[Start of THE RECORDS]

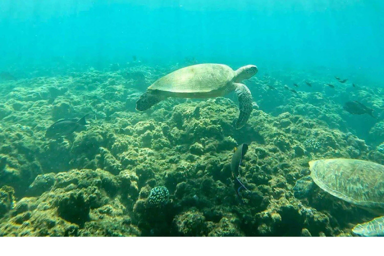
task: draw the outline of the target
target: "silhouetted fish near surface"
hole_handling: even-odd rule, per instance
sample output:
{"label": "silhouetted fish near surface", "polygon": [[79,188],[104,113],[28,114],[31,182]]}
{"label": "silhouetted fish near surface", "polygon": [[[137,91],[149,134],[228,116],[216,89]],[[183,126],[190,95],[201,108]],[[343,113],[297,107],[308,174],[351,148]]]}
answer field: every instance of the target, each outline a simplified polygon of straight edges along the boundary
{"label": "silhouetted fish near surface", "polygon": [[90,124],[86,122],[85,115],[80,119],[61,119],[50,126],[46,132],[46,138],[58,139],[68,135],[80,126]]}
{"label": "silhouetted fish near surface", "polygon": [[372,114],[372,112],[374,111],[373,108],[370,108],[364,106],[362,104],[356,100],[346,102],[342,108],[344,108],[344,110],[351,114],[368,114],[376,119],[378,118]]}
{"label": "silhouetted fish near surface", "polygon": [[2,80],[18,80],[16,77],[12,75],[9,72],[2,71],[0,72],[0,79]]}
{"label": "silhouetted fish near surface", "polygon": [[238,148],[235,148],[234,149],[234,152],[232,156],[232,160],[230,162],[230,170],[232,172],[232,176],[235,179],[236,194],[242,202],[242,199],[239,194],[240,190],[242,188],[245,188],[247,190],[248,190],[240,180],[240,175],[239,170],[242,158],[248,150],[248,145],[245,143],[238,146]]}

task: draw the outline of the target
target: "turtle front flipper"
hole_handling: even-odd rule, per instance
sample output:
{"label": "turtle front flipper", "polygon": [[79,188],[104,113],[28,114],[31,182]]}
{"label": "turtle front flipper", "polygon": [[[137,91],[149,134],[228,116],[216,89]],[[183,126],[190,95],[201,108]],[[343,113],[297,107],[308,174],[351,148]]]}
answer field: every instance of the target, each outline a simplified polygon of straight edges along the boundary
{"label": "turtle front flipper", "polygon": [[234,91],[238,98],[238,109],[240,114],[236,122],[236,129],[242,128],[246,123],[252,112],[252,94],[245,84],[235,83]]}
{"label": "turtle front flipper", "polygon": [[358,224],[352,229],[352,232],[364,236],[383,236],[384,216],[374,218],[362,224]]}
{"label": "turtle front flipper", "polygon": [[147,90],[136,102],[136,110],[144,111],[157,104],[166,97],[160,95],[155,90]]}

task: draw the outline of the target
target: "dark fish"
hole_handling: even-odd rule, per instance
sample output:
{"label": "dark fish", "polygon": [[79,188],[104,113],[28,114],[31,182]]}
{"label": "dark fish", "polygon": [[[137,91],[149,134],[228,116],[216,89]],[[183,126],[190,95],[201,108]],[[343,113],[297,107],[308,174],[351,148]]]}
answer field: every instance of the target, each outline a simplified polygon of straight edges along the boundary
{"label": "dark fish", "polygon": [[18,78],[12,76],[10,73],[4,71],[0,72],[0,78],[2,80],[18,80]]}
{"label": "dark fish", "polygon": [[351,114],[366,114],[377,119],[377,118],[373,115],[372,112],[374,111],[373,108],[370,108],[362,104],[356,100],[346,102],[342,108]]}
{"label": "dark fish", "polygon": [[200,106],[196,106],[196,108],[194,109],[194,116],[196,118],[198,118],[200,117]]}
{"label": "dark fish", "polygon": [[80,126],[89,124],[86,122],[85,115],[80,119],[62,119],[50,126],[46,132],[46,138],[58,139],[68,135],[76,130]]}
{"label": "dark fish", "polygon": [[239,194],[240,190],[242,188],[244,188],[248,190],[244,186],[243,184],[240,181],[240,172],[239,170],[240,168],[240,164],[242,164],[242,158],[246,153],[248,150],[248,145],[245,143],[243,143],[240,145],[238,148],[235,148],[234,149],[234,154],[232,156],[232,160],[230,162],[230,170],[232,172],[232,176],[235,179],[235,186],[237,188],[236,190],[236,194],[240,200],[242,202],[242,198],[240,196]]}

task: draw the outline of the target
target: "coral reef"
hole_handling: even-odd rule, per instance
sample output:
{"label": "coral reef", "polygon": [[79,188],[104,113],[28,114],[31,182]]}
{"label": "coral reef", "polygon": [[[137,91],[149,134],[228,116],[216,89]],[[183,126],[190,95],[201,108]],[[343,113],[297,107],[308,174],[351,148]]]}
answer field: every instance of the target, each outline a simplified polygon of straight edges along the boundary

[End of THE RECORDS]

#### [PROBLEM]
Set down all the entries exactly as they appear, but skip any pictures.

#### [RESULT]
task: draw the outline of the target
target: "silhouetted fish near surface"
hole_handling: even-odd rule, per instance
sample output:
{"label": "silhouetted fish near surface", "polygon": [[79,188],[104,113],[28,114],[31,182]]}
{"label": "silhouetted fish near surface", "polygon": [[[137,91],[149,134],[228,116],[216,89]],[[183,126],[190,95],[201,108]],[[343,113],[297,107],[308,174],[351,148]]]}
answer field: every instance of the target, each outline a simplified polygon of straight edges along the boundary
{"label": "silhouetted fish near surface", "polygon": [[90,124],[86,122],[85,115],[80,119],[61,119],[50,126],[46,132],[46,138],[58,139],[68,135],[80,126]]}
{"label": "silhouetted fish near surface", "polygon": [[372,114],[372,112],[374,111],[373,108],[370,108],[364,106],[362,104],[356,100],[346,102],[342,108],[344,108],[344,110],[351,114],[368,114],[376,119],[378,118]]}
{"label": "silhouetted fish near surface", "polygon": [[2,80],[18,80],[16,77],[12,75],[9,72],[2,71],[0,72],[0,79]]}
{"label": "silhouetted fish near surface", "polygon": [[238,148],[235,148],[234,149],[234,152],[232,156],[232,160],[230,162],[230,170],[232,172],[232,176],[235,179],[236,194],[242,202],[242,199],[239,194],[240,190],[242,188],[245,188],[247,190],[248,190],[240,180],[240,175],[239,170],[242,158],[248,150],[248,145],[245,143],[238,146]]}

task: draw the outline of the target
target: "turtle front flipper"
hole_handling: even-odd rule, per instance
sample output:
{"label": "turtle front flipper", "polygon": [[79,188],[104,113],[28,114],[31,182]]}
{"label": "turtle front flipper", "polygon": [[[137,91],[149,134],[228,116],[216,89]],[[183,126],[190,95],[201,108]],[[343,113],[297,107],[308,174],[351,148]]]}
answer field: every instance of the target, each outline a simplified polygon of straight edges along the boundary
{"label": "turtle front flipper", "polygon": [[234,91],[238,98],[238,109],[240,114],[236,122],[236,129],[242,128],[246,123],[252,112],[252,94],[245,84],[235,83]]}
{"label": "turtle front flipper", "polygon": [[358,224],[352,229],[352,232],[364,236],[383,236],[384,216],[374,218],[362,224]]}
{"label": "turtle front flipper", "polygon": [[147,90],[136,102],[136,110],[144,111],[157,104],[166,97],[160,95],[155,90]]}

task: draw the outline of the target
target: "dark fish"
hole_handling: even-odd rule, per instance
sample output:
{"label": "dark fish", "polygon": [[79,188],[104,113],[28,114],[31,182]]}
{"label": "dark fish", "polygon": [[[137,91],[149,134],[228,116],[216,89]],[[183,126],[190,95],[201,108]],[[343,113],[297,107],[308,174],[351,148]]]}
answer field: every instance of the target, each outline a simplified polygon of straight edges along the boundary
{"label": "dark fish", "polygon": [[18,78],[12,76],[10,73],[4,71],[0,72],[0,78],[2,80],[18,80]]}
{"label": "dark fish", "polygon": [[351,114],[366,114],[377,119],[377,118],[373,115],[372,112],[374,111],[373,108],[370,108],[362,104],[356,100],[346,102],[342,108]]}
{"label": "dark fish", "polygon": [[200,106],[196,106],[196,108],[194,109],[194,116],[196,118],[198,118],[200,117]]}
{"label": "dark fish", "polygon": [[80,126],[89,124],[86,122],[85,115],[80,119],[62,119],[50,126],[46,132],[46,138],[58,139],[68,135],[76,130]]}
{"label": "dark fish", "polygon": [[239,194],[240,190],[242,188],[244,188],[248,190],[244,186],[243,184],[240,181],[240,172],[239,170],[240,168],[240,164],[242,164],[242,158],[246,153],[248,150],[248,145],[245,143],[243,143],[240,145],[238,148],[235,148],[234,149],[234,154],[232,156],[232,160],[230,162],[230,170],[232,172],[232,176],[235,179],[235,186],[237,188],[236,190],[236,194],[240,200],[242,202],[242,198],[240,196]]}

task: draw the outline of the target
target: "coral reef"
hole_handling: even-odd rule, per instance
sample output:
{"label": "coral reef", "polygon": [[79,188],[104,113],[28,114],[31,182]]}
{"label": "coral reef", "polygon": [[[137,91],[149,134],[228,116],[216,89]],[[183,126],[190,95],[201,108]],[[343,113],[297,107],[308,174],[351,148]]]}
answer field: every instance of the target, each outline a simplified polygon of straight edges along the boundary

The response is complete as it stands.